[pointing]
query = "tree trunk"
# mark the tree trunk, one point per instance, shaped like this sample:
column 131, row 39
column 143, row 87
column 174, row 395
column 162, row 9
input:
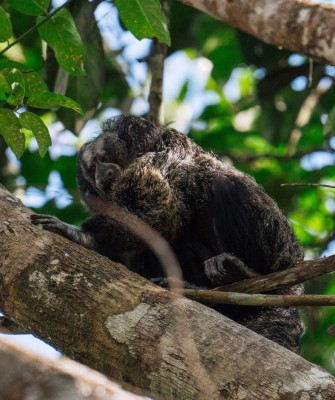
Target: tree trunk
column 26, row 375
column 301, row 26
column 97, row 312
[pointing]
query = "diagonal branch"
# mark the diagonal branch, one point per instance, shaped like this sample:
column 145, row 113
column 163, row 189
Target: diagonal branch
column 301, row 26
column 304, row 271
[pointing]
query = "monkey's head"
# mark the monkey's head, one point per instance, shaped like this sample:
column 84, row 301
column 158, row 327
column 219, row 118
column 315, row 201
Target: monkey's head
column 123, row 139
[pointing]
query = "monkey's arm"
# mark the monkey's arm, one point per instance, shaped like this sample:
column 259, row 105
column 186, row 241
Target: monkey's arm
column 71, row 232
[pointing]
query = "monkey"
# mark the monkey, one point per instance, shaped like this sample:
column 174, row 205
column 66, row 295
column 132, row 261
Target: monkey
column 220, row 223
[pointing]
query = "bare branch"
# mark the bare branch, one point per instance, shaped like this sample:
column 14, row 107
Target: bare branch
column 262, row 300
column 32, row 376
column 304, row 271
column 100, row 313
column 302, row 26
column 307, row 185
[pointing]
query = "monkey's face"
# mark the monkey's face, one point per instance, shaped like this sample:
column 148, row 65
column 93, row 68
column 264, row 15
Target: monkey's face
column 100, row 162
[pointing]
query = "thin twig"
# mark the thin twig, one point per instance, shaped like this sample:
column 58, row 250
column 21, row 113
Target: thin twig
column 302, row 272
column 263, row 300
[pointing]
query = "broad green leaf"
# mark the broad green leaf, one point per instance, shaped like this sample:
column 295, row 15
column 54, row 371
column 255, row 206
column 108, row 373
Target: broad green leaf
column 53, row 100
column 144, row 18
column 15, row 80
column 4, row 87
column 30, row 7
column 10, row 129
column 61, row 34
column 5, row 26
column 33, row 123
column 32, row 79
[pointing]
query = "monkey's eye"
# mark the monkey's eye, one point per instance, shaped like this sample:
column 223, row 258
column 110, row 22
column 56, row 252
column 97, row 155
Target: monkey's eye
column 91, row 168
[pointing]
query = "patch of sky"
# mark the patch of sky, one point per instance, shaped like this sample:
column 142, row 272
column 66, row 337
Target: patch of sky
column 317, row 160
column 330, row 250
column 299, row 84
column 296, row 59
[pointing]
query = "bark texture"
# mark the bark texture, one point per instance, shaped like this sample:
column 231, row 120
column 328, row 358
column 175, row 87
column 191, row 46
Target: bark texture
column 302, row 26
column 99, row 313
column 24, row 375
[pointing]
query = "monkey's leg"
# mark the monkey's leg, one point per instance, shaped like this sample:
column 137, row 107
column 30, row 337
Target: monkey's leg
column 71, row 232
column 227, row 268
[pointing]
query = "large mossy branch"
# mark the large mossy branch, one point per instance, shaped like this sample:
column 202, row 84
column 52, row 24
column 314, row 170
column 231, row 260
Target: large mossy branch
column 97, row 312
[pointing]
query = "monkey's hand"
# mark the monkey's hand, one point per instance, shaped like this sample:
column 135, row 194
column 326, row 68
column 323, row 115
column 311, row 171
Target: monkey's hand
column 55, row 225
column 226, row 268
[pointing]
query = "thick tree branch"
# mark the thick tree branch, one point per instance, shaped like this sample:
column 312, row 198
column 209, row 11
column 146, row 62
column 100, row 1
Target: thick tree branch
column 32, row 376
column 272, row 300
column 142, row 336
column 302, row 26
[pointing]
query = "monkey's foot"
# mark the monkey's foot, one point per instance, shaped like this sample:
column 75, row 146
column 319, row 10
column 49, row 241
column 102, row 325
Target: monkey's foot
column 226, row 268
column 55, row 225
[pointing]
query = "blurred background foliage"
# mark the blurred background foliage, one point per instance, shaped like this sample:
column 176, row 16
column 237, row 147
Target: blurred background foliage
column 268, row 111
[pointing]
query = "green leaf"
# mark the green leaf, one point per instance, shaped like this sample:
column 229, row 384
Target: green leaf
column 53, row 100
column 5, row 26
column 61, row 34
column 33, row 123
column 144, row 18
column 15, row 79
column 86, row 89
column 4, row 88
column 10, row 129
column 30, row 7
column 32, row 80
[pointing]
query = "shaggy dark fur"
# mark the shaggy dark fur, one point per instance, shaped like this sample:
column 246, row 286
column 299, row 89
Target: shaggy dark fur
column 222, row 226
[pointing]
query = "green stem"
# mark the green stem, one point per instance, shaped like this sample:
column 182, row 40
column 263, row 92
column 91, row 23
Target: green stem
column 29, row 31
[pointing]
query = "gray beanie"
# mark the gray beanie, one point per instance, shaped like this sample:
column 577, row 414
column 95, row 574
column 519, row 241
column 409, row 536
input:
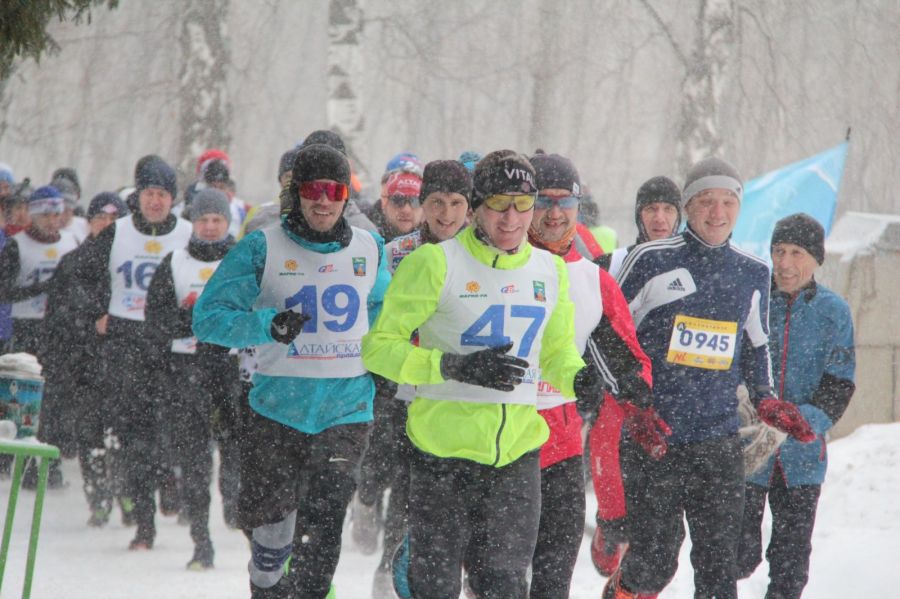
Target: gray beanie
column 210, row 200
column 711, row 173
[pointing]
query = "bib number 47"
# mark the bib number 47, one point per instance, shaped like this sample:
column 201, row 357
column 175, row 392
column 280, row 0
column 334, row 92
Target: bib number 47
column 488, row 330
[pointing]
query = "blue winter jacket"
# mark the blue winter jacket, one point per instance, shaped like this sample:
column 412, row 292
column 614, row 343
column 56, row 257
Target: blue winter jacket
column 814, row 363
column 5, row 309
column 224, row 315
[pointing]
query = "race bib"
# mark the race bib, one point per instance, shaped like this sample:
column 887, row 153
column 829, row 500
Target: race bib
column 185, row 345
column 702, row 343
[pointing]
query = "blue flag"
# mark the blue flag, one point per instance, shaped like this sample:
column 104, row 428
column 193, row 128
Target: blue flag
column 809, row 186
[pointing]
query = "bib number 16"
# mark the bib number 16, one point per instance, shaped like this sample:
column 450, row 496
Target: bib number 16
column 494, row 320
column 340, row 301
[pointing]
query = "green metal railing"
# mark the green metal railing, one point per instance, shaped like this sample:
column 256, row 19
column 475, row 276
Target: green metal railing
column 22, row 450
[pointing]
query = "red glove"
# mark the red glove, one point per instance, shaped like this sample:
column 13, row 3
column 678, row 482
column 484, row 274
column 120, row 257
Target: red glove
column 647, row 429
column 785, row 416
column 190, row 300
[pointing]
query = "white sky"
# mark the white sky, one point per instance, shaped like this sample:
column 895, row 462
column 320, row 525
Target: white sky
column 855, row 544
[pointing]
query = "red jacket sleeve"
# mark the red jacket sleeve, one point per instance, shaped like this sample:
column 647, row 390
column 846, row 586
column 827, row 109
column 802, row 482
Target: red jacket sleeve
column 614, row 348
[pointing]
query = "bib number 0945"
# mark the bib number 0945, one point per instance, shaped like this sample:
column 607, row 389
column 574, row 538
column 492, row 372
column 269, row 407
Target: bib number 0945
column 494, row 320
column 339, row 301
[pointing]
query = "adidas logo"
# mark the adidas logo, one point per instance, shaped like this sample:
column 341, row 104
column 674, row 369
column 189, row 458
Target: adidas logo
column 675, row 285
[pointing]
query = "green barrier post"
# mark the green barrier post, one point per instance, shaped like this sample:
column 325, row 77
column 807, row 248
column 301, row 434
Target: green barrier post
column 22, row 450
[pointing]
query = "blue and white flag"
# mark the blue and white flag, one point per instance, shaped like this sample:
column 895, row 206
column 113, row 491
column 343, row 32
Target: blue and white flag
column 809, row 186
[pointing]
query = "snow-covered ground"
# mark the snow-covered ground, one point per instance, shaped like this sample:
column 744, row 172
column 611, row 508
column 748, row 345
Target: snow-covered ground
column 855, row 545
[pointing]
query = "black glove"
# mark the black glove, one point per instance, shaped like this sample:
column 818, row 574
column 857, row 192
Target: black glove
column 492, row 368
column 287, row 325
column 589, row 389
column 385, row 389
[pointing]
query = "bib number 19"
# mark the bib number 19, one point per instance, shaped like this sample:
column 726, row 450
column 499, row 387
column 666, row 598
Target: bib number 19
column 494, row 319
* * *
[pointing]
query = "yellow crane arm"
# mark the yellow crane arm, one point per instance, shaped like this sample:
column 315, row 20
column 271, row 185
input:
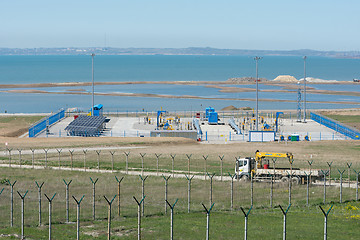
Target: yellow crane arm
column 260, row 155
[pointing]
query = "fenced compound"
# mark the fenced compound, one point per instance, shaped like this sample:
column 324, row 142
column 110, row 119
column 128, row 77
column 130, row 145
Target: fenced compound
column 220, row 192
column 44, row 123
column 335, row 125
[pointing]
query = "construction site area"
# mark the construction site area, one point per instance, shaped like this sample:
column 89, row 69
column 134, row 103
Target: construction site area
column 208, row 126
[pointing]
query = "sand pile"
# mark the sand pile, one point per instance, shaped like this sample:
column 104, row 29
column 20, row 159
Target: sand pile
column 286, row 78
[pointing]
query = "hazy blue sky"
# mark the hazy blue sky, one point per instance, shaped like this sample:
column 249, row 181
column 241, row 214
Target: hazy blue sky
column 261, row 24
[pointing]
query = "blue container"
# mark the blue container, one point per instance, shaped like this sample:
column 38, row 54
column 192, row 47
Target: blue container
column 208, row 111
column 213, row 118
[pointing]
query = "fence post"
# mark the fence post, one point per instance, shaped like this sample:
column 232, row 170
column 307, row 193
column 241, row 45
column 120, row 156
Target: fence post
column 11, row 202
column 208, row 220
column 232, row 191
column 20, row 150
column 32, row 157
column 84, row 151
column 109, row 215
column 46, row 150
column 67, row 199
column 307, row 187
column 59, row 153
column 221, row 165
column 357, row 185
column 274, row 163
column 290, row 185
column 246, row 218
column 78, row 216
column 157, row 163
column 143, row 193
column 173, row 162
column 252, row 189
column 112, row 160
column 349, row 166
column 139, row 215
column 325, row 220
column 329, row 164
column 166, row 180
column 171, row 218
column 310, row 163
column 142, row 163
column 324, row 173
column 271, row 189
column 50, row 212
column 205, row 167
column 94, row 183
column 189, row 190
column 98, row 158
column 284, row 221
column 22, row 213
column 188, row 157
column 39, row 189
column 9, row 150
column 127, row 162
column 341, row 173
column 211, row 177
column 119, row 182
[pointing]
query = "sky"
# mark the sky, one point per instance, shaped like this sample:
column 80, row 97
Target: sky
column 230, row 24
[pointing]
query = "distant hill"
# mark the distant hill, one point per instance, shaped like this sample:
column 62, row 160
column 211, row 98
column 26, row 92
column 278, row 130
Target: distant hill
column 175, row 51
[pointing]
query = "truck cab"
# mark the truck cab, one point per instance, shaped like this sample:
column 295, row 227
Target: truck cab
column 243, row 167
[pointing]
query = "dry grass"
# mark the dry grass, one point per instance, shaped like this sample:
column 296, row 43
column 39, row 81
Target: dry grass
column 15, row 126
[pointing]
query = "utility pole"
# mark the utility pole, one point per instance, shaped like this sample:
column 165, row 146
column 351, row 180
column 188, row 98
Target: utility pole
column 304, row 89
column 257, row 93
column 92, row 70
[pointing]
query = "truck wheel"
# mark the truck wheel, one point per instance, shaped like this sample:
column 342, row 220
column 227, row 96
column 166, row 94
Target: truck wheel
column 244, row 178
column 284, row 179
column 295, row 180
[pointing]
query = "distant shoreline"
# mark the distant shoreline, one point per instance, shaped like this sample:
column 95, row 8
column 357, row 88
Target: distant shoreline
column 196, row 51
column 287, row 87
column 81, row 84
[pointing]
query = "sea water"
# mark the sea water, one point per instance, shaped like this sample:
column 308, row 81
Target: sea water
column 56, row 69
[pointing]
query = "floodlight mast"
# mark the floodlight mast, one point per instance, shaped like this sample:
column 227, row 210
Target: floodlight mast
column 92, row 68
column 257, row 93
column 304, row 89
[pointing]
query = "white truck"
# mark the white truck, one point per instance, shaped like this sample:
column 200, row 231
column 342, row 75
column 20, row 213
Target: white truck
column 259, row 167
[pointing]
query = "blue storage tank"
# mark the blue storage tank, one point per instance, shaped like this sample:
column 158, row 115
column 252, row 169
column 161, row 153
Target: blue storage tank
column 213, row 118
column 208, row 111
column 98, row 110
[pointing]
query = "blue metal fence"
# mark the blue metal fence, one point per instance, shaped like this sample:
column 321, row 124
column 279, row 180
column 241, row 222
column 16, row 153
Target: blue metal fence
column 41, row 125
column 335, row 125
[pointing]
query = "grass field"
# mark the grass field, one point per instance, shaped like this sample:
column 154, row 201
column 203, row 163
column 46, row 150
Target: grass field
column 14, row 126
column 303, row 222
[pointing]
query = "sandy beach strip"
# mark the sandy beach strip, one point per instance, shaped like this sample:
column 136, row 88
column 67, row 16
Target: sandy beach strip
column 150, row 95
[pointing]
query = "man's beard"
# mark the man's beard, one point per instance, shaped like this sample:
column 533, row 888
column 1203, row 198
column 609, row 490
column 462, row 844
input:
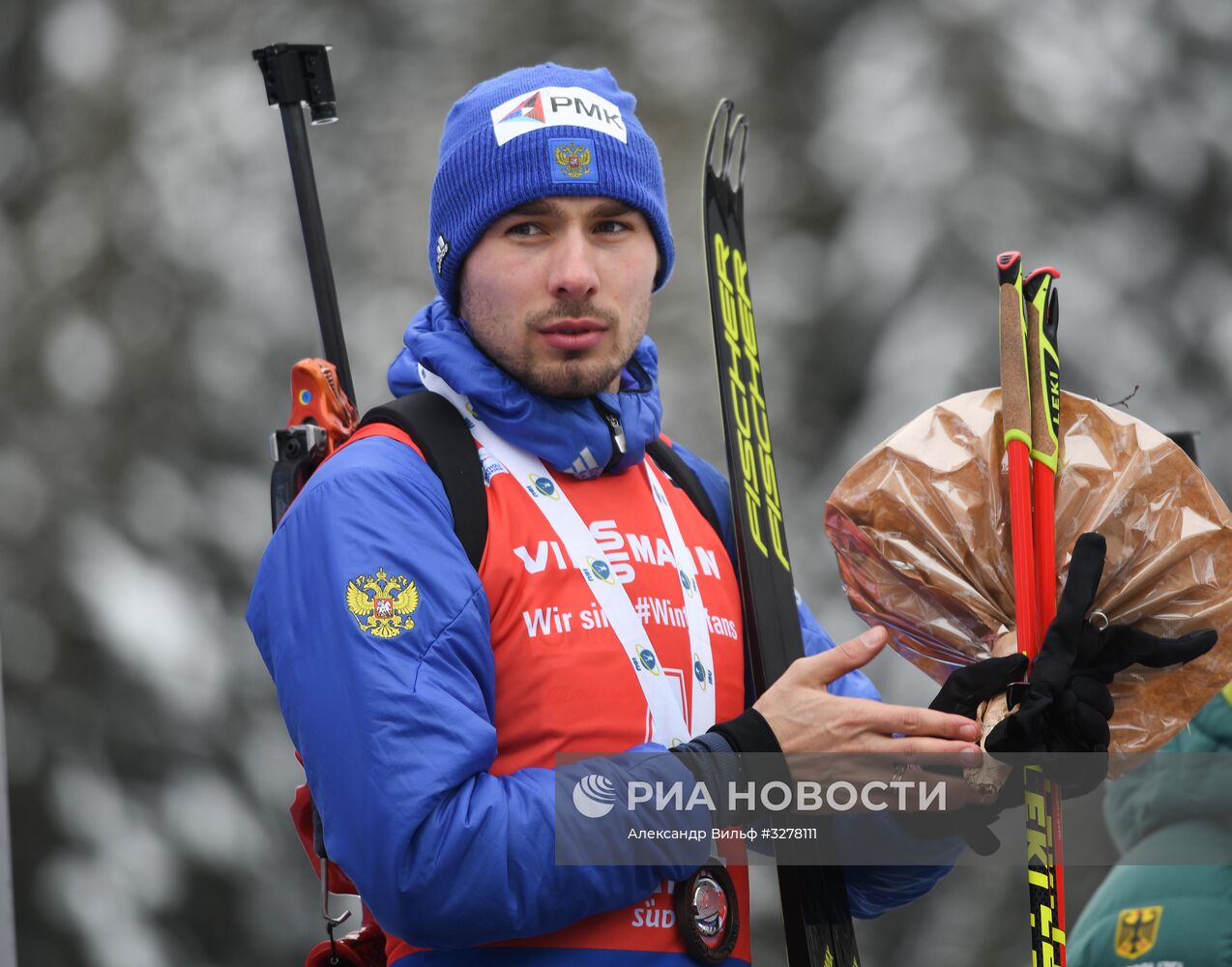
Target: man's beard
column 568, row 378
* * *
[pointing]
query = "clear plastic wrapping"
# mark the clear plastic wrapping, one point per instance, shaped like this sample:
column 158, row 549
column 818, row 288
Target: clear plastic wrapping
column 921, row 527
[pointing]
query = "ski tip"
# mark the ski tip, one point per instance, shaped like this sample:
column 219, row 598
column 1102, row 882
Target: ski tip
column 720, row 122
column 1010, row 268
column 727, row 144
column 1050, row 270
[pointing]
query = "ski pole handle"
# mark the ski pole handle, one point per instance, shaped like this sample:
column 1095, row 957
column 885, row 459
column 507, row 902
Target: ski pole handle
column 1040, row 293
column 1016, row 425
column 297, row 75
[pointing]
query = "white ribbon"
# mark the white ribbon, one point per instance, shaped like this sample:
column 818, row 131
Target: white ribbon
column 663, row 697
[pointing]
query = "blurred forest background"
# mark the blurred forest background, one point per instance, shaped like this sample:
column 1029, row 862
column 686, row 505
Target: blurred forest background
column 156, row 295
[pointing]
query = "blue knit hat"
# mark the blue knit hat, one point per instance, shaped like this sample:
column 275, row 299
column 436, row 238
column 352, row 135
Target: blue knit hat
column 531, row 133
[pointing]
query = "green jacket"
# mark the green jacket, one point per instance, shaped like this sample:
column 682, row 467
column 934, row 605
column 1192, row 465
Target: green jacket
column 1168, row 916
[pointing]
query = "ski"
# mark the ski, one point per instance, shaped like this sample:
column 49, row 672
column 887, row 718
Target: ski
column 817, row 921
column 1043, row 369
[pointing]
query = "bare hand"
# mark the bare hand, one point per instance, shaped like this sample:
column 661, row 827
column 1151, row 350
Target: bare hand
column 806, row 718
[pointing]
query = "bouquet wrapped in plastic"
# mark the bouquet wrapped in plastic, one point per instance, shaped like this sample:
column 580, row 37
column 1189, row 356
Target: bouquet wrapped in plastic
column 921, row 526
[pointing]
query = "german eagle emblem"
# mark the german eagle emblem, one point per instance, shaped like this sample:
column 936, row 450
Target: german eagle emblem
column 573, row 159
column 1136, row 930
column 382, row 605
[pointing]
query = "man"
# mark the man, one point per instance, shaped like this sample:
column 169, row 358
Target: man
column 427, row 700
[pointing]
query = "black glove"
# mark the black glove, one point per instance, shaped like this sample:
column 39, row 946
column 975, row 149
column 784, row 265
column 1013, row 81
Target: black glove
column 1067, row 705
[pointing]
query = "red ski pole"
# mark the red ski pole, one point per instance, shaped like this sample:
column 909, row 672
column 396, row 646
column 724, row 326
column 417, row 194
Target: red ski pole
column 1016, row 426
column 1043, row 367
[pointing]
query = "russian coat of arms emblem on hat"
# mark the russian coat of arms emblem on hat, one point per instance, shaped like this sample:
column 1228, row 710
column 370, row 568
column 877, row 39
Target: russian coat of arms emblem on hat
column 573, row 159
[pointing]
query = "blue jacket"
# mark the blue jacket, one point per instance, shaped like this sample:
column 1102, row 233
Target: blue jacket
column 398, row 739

● Exercise aim:
Produce a word-for-word copy of everything above from the line holding "column 39, row 946" down to the line holding "column 370, row 568", with both of those lines kept.

● Output:
column 39, row 946
column 975, row 149
column 784, row 265
column 1013, row 81
Target: black glove
column 1067, row 705
[pointing]
query = "red ski pole"
# mark the red ski pole, one point per instance, shaped like this sample:
column 909, row 672
column 396, row 646
column 724, row 326
column 417, row 194
Target: red ski pole
column 1016, row 426
column 1043, row 367
[pointing]
query = "russian coat of arms emblem on hat"
# mark the russian coat of arms emblem on hat, one point per instance, shaped like this sample:
column 1228, row 710
column 370, row 568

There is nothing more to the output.